Recast the lines from the first one through the line containing "[0,0,726,473]" as a Markdown table with the columns Row and Text, numbering each row and omitting blank lines and the pictures.

● **Records shown**
□ □ □ □ □ □ □
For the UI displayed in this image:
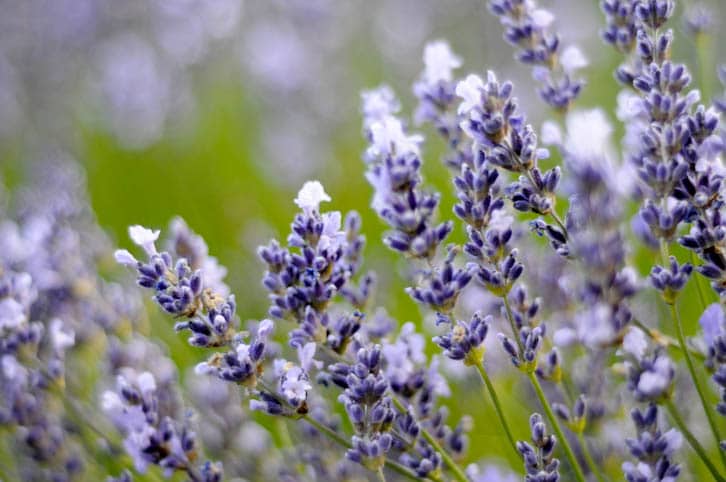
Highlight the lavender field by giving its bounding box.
[0,0,726,482]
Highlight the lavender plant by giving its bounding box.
[0,0,726,482]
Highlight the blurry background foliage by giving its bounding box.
[0,0,726,473]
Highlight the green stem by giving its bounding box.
[502,295,524,357]
[391,397,469,482]
[550,208,569,240]
[670,303,726,467]
[632,319,706,360]
[376,467,386,482]
[302,414,430,481]
[664,400,726,482]
[691,251,708,310]
[577,432,605,482]
[527,372,587,482]
[475,363,520,458]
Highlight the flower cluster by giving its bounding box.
[489,0,587,111]
[103,371,222,482]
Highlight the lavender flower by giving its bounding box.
[623,404,682,482]
[103,371,222,482]
[517,413,560,482]
[622,328,675,402]
[364,86,452,259]
[489,0,587,111]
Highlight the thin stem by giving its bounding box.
[184,464,202,482]
[376,467,386,482]
[670,303,726,467]
[524,170,569,241]
[475,363,519,457]
[302,414,431,481]
[577,432,605,482]
[550,208,569,240]
[527,372,587,482]
[391,397,469,482]
[664,400,726,482]
[502,295,524,356]
[691,251,708,310]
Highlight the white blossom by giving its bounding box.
[456,74,484,114]
[129,224,160,256]
[295,181,332,214]
[423,40,461,84]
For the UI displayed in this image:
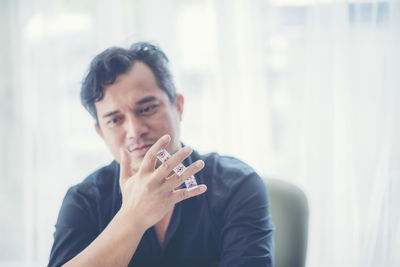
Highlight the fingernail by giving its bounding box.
[183,146,190,153]
[196,160,204,167]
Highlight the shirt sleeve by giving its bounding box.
[219,173,274,267]
[48,187,98,267]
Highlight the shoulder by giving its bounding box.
[196,153,268,212]
[67,161,119,198]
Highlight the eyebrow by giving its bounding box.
[103,96,157,118]
[136,96,157,105]
[103,110,119,118]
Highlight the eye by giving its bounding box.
[140,105,158,115]
[107,117,122,127]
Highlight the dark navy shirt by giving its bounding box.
[49,151,274,267]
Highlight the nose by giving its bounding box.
[124,115,149,140]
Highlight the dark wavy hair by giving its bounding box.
[81,42,176,124]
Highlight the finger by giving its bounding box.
[172,184,207,203]
[141,134,171,171]
[119,148,132,184]
[165,160,204,190]
[156,146,192,180]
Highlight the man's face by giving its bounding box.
[95,61,183,171]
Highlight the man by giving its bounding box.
[49,43,274,267]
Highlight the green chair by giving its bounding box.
[264,178,308,267]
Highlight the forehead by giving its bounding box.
[95,61,168,109]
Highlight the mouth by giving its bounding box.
[128,144,153,156]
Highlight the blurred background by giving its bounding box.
[0,0,400,267]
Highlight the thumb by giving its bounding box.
[119,148,132,185]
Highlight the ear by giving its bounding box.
[94,123,104,139]
[175,94,185,120]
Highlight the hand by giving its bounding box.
[119,135,207,230]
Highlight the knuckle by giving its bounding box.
[180,190,188,199]
[161,161,170,170]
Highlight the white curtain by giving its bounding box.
[0,0,400,267]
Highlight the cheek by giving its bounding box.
[104,130,124,149]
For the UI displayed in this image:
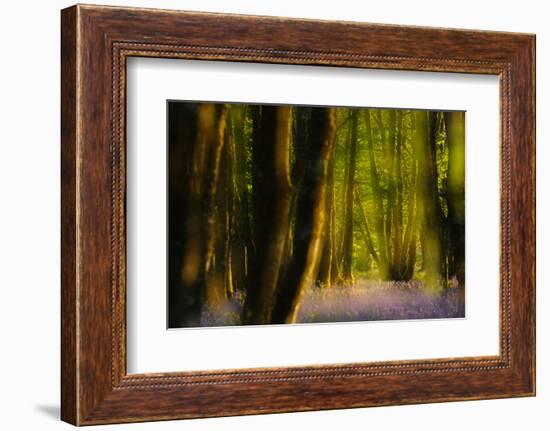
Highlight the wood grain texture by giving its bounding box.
[61,5,535,425]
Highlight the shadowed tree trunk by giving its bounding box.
[229,105,254,291]
[271,108,335,323]
[365,109,389,280]
[317,130,336,287]
[444,112,465,292]
[416,112,443,288]
[341,110,358,286]
[243,106,292,324]
[168,104,227,326]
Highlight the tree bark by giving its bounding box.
[243,106,292,324]
[365,109,389,280]
[444,112,465,285]
[271,108,335,323]
[341,110,358,286]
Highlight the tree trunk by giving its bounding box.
[444,112,465,286]
[169,104,227,327]
[415,112,443,288]
[318,135,336,287]
[243,106,292,324]
[365,109,389,280]
[271,108,335,323]
[341,110,358,286]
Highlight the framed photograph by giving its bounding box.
[61,5,535,425]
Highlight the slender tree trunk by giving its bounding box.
[416,112,443,288]
[169,104,227,326]
[271,108,335,323]
[444,112,465,292]
[229,105,254,291]
[355,189,380,265]
[342,110,358,286]
[403,112,418,280]
[365,109,389,280]
[318,135,336,287]
[243,106,292,324]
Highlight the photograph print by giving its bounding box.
[167,101,466,328]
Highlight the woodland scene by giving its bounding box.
[167,101,466,328]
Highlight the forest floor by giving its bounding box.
[199,279,464,326]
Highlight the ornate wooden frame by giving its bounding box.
[61,5,535,425]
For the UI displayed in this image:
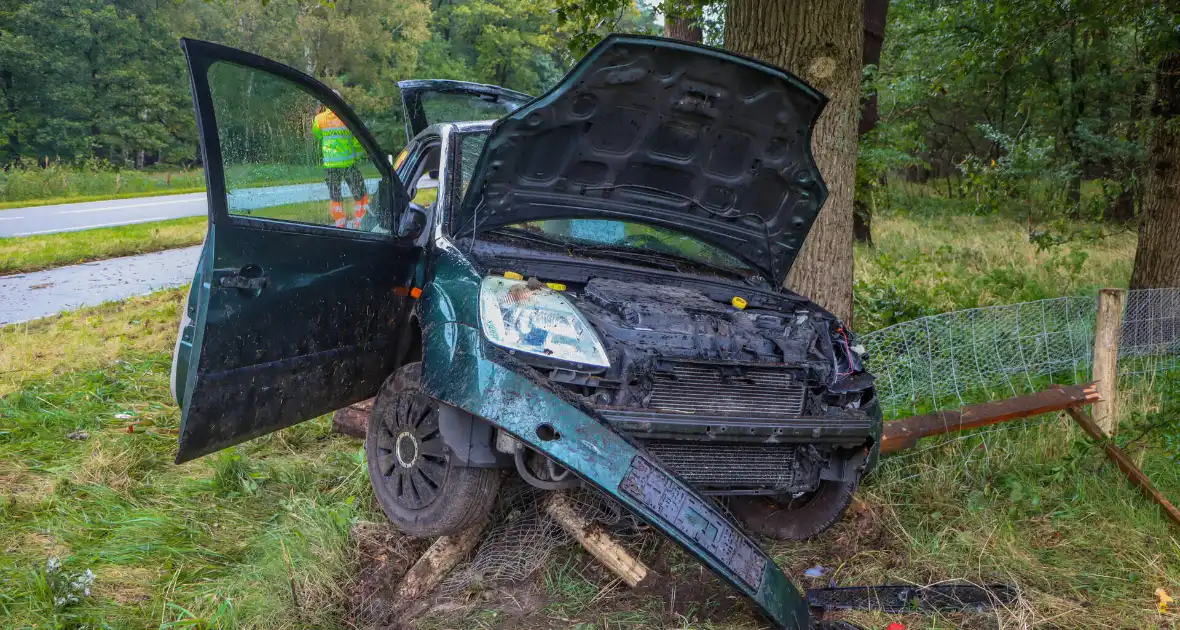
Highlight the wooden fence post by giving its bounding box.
[1094,289,1127,435]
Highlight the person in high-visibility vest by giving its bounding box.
[312,105,368,230]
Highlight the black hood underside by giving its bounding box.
[453,35,827,283]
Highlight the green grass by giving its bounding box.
[853,191,1135,333]
[0,290,375,628]
[0,217,207,275]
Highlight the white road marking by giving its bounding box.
[13,217,172,236]
[53,199,204,215]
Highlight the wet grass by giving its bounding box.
[0,290,374,628]
[0,217,207,275]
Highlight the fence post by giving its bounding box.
[1094,289,1127,435]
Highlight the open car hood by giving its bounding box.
[452,35,827,283]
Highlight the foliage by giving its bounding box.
[873,0,1169,247]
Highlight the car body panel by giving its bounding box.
[173,42,854,629]
[176,40,421,462]
[452,35,827,284]
[398,79,533,139]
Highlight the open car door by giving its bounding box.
[398,79,532,142]
[176,39,420,462]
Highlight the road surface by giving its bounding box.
[0,245,201,326]
[0,192,207,237]
[0,177,438,238]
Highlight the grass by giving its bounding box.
[0,217,207,275]
[0,163,205,210]
[0,194,1180,629]
[853,197,1135,333]
[0,290,375,628]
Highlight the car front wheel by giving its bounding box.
[365,362,500,537]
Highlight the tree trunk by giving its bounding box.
[726,0,864,322]
[1130,52,1180,289]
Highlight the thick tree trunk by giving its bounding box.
[1130,52,1180,289]
[726,0,864,322]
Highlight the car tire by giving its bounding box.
[729,481,857,540]
[365,362,500,537]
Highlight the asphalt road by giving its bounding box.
[0,245,201,326]
[0,192,205,237]
[0,177,438,238]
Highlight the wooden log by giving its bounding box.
[545,492,649,589]
[1066,408,1180,526]
[1094,289,1127,435]
[332,399,373,440]
[881,383,1099,453]
[393,519,487,610]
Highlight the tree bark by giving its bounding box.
[852,0,889,245]
[664,0,704,44]
[726,0,864,322]
[1130,52,1180,289]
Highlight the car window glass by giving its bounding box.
[209,61,389,234]
[421,92,522,125]
[457,131,489,199]
[406,144,441,208]
[511,218,749,271]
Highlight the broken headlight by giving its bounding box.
[479,276,610,368]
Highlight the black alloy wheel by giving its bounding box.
[365,362,500,537]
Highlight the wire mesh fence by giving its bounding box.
[861,288,1180,418]
[439,288,1180,602]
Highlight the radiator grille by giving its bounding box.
[648,363,806,418]
[643,441,795,492]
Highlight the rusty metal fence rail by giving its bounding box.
[861,288,1180,418]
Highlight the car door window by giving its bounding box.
[202,61,391,234]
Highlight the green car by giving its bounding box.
[172,35,881,628]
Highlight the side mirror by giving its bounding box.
[398,202,430,245]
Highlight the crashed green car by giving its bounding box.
[172,35,880,628]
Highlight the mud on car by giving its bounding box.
[172,35,880,618]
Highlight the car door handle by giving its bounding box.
[217,263,270,294]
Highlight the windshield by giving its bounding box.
[507,218,750,275]
[421,92,522,125]
[458,131,750,274]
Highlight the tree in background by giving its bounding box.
[0,0,195,165]
[1130,1,1180,289]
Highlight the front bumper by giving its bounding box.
[422,320,812,629]
[598,407,879,447]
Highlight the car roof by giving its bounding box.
[414,120,496,140]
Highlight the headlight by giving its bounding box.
[479,276,610,368]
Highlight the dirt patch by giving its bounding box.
[348,521,431,628]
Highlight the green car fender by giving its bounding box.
[419,247,812,629]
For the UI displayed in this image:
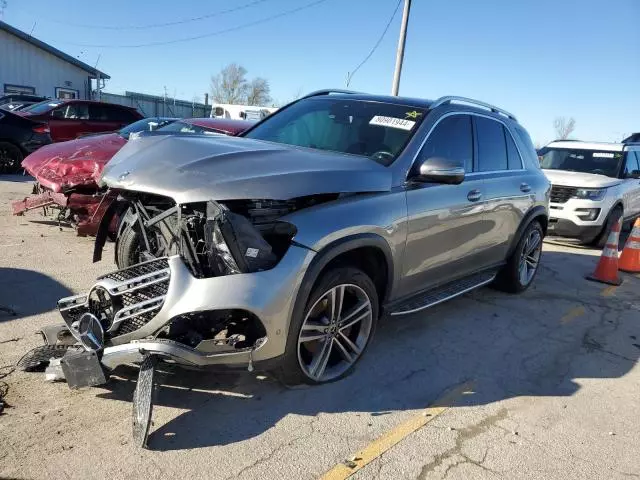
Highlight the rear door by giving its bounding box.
[474,115,535,265]
[49,102,91,142]
[402,114,489,296]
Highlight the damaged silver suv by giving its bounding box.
[47,90,550,386]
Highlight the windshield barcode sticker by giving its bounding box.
[369,115,416,130]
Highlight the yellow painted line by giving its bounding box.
[321,382,474,480]
[560,307,586,324]
[600,285,618,297]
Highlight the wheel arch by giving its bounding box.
[507,205,549,258]
[293,233,394,315]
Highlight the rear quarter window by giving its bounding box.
[511,123,540,169]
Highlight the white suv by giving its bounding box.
[538,140,640,244]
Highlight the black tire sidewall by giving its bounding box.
[494,220,544,293]
[274,267,380,386]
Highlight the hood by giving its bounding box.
[542,169,622,188]
[22,133,127,192]
[102,135,391,203]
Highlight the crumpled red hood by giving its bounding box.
[22,133,127,192]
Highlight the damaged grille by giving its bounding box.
[58,258,170,338]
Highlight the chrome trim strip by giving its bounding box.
[107,295,166,333]
[391,275,496,316]
[101,268,171,296]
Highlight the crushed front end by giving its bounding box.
[43,196,315,387]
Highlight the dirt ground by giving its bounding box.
[0,176,640,480]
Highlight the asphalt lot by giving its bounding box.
[0,176,640,480]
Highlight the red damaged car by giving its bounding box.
[16,100,142,142]
[11,118,255,236]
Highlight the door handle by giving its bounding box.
[467,190,482,202]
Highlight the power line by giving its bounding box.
[60,0,328,48]
[347,0,402,87]
[35,0,269,30]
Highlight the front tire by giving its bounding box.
[493,220,544,293]
[276,267,379,385]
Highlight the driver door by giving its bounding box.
[403,114,491,295]
[622,150,640,218]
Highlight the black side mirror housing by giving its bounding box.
[412,157,465,185]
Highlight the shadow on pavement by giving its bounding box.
[0,267,72,322]
[98,251,640,450]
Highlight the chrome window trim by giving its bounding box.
[405,110,527,182]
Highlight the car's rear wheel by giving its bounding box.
[277,267,379,385]
[494,220,544,293]
[0,142,24,173]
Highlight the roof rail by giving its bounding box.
[429,96,518,122]
[300,88,362,98]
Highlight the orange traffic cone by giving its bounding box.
[618,218,640,273]
[586,218,622,285]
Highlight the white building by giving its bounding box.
[0,21,110,99]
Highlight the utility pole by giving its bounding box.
[391,0,411,97]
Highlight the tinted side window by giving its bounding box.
[624,151,640,177]
[503,127,522,170]
[420,115,473,172]
[89,104,110,122]
[476,117,509,172]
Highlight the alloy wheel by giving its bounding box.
[298,284,373,382]
[518,229,542,286]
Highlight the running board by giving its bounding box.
[390,270,496,316]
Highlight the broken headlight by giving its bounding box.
[204,202,278,275]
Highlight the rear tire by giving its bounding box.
[0,142,24,173]
[274,267,379,386]
[592,205,624,250]
[493,220,544,293]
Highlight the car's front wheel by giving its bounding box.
[494,220,544,293]
[277,267,379,385]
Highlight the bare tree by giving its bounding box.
[247,77,271,107]
[553,117,576,140]
[211,63,249,104]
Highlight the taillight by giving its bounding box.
[33,124,51,133]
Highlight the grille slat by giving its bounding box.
[550,185,578,203]
[58,258,170,338]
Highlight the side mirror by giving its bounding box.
[414,157,465,185]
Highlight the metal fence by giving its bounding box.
[100,92,211,118]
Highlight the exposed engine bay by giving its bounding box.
[94,192,340,278]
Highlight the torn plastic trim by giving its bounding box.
[101,337,267,370]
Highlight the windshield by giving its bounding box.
[22,100,62,115]
[118,118,173,139]
[243,97,424,165]
[538,147,622,178]
[158,120,224,135]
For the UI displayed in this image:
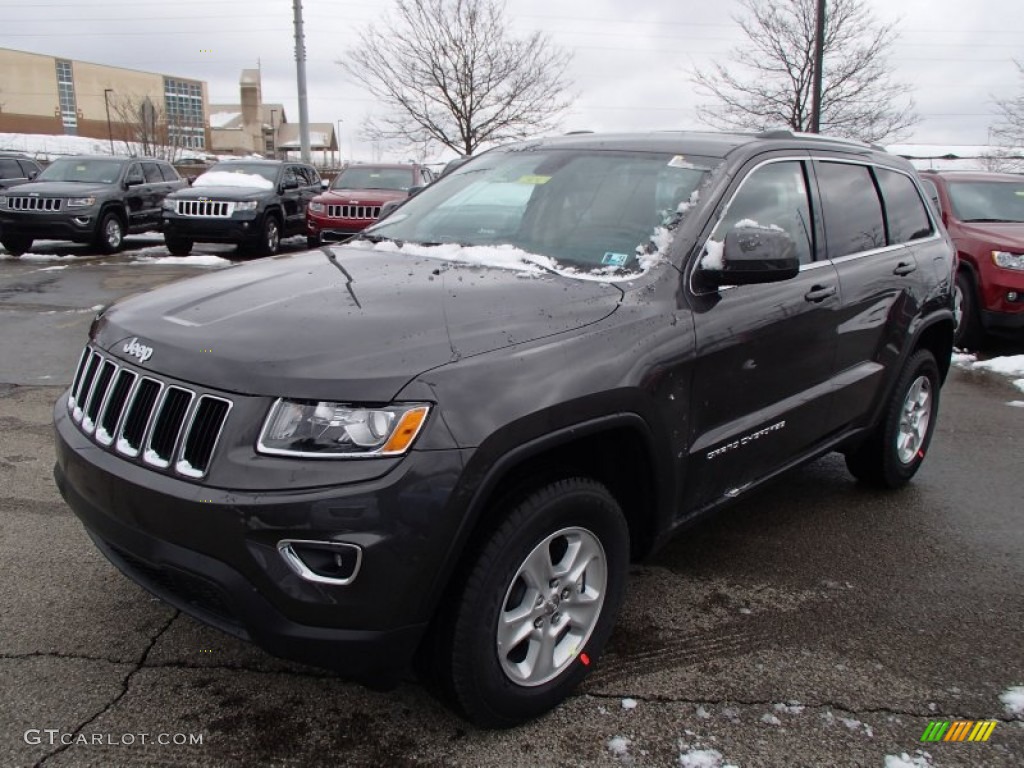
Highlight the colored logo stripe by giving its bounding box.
[921,720,998,741]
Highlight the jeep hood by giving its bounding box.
[93,247,623,402]
[954,219,1024,253]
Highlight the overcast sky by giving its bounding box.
[0,0,1024,160]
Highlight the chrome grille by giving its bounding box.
[174,200,234,219]
[327,205,381,219]
[7,198,63,211]
[68,347,231,479]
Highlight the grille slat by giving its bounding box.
[176,395,231,477]
[82,360,118,433]
[180,200,234,218]
[68,346,233,479]
[7,198,63,211]
[143,387,193,467]
[327,205,381,219]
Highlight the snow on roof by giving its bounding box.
[210,112,242,128]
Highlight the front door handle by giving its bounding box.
[804,286,836,303]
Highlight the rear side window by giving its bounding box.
[817,162,886,259]
[142,163,164,184]
[0,158,21,178]
[874,168,932,245]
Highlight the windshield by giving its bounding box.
[331,167,413,191]
[949,179,1024,222]
[366,150,720,270]
[202,162,278,186]
[36,158,124,184]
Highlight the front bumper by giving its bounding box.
[0,208,96,243]
[54,396,462,680]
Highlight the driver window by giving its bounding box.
[709,161,814,264]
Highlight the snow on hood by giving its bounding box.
[193,171,273,189]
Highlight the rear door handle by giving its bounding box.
[804,286,836,303]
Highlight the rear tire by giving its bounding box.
[846,349,939,488]
[96,211,125,253]
[435,478,629,728]
[0,234,32,256]
[953,269,985,349]
[164,236,195,256]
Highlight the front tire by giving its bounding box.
[96,211,125,253]
[846,349,939,488]
[0,234,32,256]
[440,478,629,728]
[953,269,985,349]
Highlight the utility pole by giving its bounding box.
[292,0,309,163]
[811,0,825,133]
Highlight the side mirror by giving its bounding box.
[699,226,800,286]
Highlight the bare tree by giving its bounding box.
[691,0,918,142]
[111,93,191,161]
[338,0,570,155]
[991,60,1024,171]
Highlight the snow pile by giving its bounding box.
[885,750,932,768]
[131,254,231,266]
[193,171,273,189]
[605,736,633,758]
[999,685,1024,715]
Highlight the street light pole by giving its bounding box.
[103,88,114,155]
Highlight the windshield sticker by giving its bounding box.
[669,155,696,168]
[516,174,551,184]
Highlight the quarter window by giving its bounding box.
[817,162,886,259]
[874,168,932,245]
[711,161,814,264]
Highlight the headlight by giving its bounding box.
[257,399,430,459]
[992,251,1024,269]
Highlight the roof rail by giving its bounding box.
[757,128,886,152]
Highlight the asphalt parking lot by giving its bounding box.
[0,247,1024,768]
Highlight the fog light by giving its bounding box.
[278,539,362,586]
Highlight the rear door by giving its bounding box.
[684,153,840,510]
[814,158,943,429]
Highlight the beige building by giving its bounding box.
[210,70,338,158]
[0,48,210,150]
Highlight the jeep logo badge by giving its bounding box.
[123,336,153,364]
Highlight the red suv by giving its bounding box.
[306,164,434,248]
[921,171,1024,347]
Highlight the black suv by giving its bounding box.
[163,160,322,256]
[0,157,187,256]
[0,152,42,189]
[54,133,954,726]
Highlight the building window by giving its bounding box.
[56,58,78,136]
[164,78,206,150]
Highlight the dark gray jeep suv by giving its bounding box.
[54,133,954,726]
[0,156,187,256]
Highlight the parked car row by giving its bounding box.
[0,156,434,256]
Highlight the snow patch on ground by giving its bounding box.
[999,685,1024,715]
[885,750,932,768]
[131,256,231,266]
[605,736,633,758]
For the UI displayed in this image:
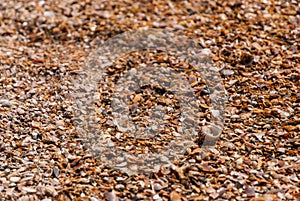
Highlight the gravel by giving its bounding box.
[0,0,300,201]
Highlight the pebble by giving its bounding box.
[22,186,36,193]
[9,177,21,183]
[0,99,15,107]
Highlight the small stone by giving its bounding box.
[9,177,21,183]
[22,186,36,193]
[222,69,234,76]
[0,99,15,107]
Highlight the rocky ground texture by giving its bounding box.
[0,0,300,201]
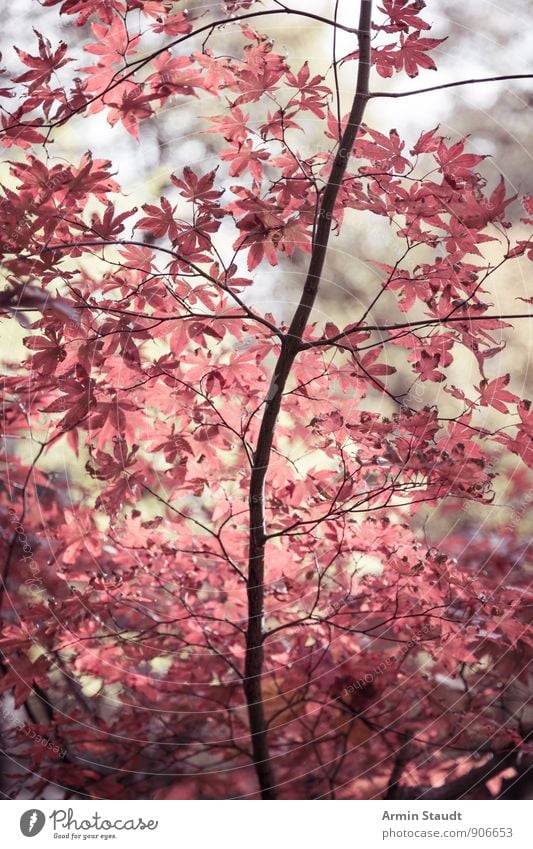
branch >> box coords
[299,312,533,351]
[369,74,533,98]
[244,0,372,799]
[395,751,516,800]
[0,8,358,135]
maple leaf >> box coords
[136,197,179,241]
[14,29,72,92]
[395,32,446,77]
[476,374,519,413]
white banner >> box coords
[2,800,533,849]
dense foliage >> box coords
[0,0,533,798]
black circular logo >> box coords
[20,808,46,837]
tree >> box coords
[0,0,533,799]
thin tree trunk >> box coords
[244,0,372,799]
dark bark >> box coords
[244,0,372,799]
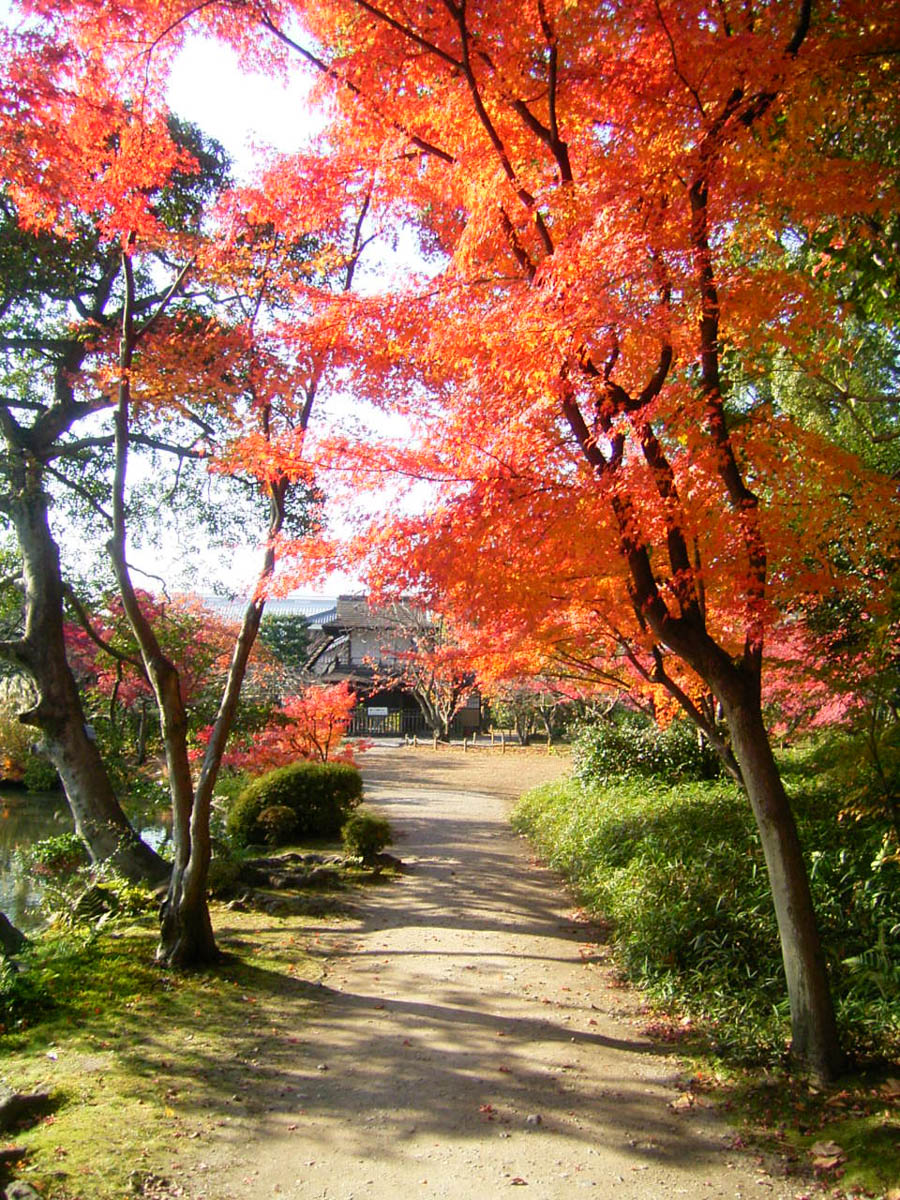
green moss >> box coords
[0,910,324,1200]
□ □ □ □ □ □ □
● **Finished exercise**
| Row | Text |
|---|---|
| 1 | For the UI displayed in this image: |
| 2 | Highlight the lavender field by giving its bounding box. |
| 3 | [0,0,726,482] |
| 4 | Highlight the lavender plant by giving its bounding box. |
| 5 | [0,0,726,482] |
| 6 | Highlight the blurry background foliage by giving its bounding box. |
| 7 | [0,0,726,473] |